• TEXT SEGMENT:
========
To the Nations

Isaiah 49:1-7, I Corinthians 1:1-17

January 20, 2008

Rochelle A. Stackhouse

 

            The nation of Israel had a lot of work to do. The people were streaming back into Jerusalem and the surrounding towns after decades in exile in Babylon. Houses needed building and rebuilding; the system of government needed to be re-established. The religious institutions of the people needed to be re-formed and reformed so that the people would remember to lead faithful lives so as not to be lost to exile ever again.

           

In that atmosphere, there was a lot for a prophet to do! So imagine Isaiah’s consternation when God calls him, and perhaps all of Israel, to reshuffle priorities. “Don’t just look inward,” God says to them, “but reach out to those whom you have just called enemies, and to those who might be your enemies in the future, and to those you look down on as idol-worshippers and pagans, and to those you know nothing about but live in lands far from you. Take my words to them,” says God,” that they might learn of my ways so that you all can live together in peace and prosperity.”

 

It is too light a thing to be concerned only with building up your own nation, your own religious institutions. I will give you as a light to the nations.

 

Now I can imagine the response of many of those returning exiles to this message. It would not be a positive one. First of all, there was too much work to do right there at home. Second of all, why would I want to reach out to share God’s love with these people who did the ruining of our country, of our families, of our religious traditions, to begin with? Why would I want to reach out to people who think their gods are superior to our God?

 

Both of those points are valid ones. First, there are just times when you need to be focused inward, aren’t there? Sometimes it is on family, or work. Sometimes people will say to me that they really have a significant building job to be doing on their own faith. There’s so much about the Bible or theology or the church or discipleship that they don’t understand or have trouble living out. Sometimes it is that there is so much trouble in their own lives that they need to be focused in prayer on their situations and on building up a relationship with God that can see them through this difficulty.

 

And God says, “Yes, but…”
========
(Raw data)
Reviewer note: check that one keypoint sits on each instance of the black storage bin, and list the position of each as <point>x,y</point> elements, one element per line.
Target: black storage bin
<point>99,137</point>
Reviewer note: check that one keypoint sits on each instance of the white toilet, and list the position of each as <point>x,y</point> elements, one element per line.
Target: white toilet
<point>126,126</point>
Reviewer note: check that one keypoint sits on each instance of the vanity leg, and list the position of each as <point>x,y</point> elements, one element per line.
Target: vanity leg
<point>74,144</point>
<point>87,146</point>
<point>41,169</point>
========
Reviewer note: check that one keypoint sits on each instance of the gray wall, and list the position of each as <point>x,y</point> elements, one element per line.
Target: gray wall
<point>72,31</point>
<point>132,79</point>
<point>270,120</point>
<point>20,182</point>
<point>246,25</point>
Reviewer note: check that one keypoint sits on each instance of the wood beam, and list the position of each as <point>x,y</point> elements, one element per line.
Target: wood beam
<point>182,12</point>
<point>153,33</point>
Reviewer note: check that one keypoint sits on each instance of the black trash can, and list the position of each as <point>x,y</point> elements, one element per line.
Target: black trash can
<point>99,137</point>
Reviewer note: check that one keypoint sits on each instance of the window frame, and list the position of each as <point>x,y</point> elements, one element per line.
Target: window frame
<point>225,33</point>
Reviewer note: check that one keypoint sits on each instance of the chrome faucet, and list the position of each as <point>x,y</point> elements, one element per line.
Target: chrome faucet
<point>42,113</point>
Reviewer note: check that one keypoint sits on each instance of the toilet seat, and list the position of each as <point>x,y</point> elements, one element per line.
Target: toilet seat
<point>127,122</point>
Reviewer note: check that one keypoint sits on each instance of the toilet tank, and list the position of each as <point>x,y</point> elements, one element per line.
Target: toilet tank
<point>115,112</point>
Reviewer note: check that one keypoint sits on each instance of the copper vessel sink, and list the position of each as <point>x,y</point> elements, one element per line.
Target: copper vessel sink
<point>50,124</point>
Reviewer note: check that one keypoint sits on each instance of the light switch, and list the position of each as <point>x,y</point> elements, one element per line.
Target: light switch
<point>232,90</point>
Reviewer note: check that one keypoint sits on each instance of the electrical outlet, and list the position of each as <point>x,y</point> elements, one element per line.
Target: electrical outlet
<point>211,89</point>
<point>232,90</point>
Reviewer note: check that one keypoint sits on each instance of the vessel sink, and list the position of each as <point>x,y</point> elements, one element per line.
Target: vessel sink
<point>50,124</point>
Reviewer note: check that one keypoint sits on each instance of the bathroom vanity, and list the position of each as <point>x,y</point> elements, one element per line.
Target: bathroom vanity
========
• EXERCISE REQUIREMENTS: Can you carry on the sermon about being a light to the nations from the point where it stops? This data was drawn from a separate source.

• EXERCISE ANSWER:
It is too light a thing that you should be working only on building up your own faith, your own life, your own family, your own understanding. I will give you as a light to others.

 

Even if our faith is not as strong as we think it should be, even if we don’t understand all about theology, even if we don’t know the Bible very well, even if our life is surrounded by the kind of brokenness that met Israel on its return from Babylon, still God calls us out, out from focusing solely on our own building projects. Now God does NOT say, don’t keep working on yourselves. God just says that it is too light a thing to pay attention solely to ourselves. “Yes,” says God, “you are precious to me and wonderful in my sight, and we must keep building our relationship. But our relationship does not consist in a mutual admiration society. Because you know me, even imperfectly, because you have seen light, I need you to reflect that light to those who have not seen and live in shadows.”

 

Then there is that vexatious second point. The fact that the folk God wants to send Israel out to are, well, not their kind of people. The “nations,” the goyim, the Gentiles, the ones who have ridiculed and persecuted and conquered, the ones the people of Israel would like to see God smite with a great smiting. These are the ones God wants the people to go to and shine God’s light on, to love, to bring into a way of living that fosters peace and prosperity.

 

The Rev. Dr. Martin Luther King, Jr. preached a wonderful Christmas sermon that I re-read last month. In it, he sheds some light on this particular call of God. He writes,

 

“When you rise to love on [God’s] level, you love all [people] not because you like them, not because their ways appeal to you, but you love them because God loves them. This is what Jesus meant when he said, “Love your enemies.” And I’m happy that he didn’t say, “Like your enemies,” because there are some people that I find it pretty difficult to like…I can’t like anybody who would exploit me. I can’t like anybody who would trample over me with injustices. I can’t like them. I can’t like anybody who threatens to kill me day in and day out. But Jesus reminds us that love is greater than liking. Love is understanding, creative, redemptive good will toward all [people].” (“A Christmas Sermon on Peace,” A Testament of Hope, p. 256)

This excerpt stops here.